* Task goal
Recast the listing below as a two-column CSV with the headers "prompt" and "response": one row per item, holding its text and its answer, each in a single quoted field with line breaks turned into spaces.

* Stored records
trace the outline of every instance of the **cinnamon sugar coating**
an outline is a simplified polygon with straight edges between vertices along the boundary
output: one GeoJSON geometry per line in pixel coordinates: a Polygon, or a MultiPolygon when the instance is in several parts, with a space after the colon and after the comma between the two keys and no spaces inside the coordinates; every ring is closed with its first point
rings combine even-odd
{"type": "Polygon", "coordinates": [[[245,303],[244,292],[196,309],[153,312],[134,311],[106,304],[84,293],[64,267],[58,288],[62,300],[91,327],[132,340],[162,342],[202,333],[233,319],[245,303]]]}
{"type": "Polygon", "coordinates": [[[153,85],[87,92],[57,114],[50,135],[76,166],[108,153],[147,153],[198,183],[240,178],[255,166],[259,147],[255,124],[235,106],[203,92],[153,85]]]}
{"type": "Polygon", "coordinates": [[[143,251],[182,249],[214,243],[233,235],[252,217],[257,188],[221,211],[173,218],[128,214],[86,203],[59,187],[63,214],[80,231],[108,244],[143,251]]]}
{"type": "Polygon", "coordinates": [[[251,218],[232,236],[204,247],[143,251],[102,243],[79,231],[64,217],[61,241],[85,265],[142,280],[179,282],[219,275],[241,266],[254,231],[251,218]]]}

* Answer to the problem
prompt,response
"trace the outline of every instance of the **cinnamon sugar coating** an outline is a simplified polygon with straight edges between vertices along the boundary output: one GeoJSON geometry per line in pixel coordinates: a Polygon, or a MultiPolygon when the instance is in several parts, with a space after the colon and after the comma between the two keys and no spaces inside the coordinates; every ring is closed with its first point rings combine even-odd","{""type"": ""Polygon"", ""coordinates"": [[[245,303],[244,292],[196,309],[153,312],[134,311],[106,304],[84,293],[64,267],[58,288],[62,300],[91,327],[132,340],[162,342],[202,333],[233,319],[245,303]]]} {""type"": ""Polygon"", ""coordinates"": [[[153,85],[87,92],[57,114],[50,135],[76,166],[108,153],[147,153],[198,183],[240,178],[255,166],[259,147],[255,124],[235,106],[203,92],[153,85]]]} {""type"": ""Polygon"", ""coordinates"": [[[143,251],[182,249],[214,243],[233,235],[252,217],[257,188],[221,211],[173,218],[128,214],[86,203],[59,187],[63,214],[80,231],[108,244],[143,251]]]} {""type"": ""Polygon"", ""coordinates"": [[[251,218],[232,236],[204,247],[143,251],[102,243],[79,231],[64,217],[61,241],[85,265],[142,280],[179,282],[219,275],[241,266],[254,231],[251,218]]]}"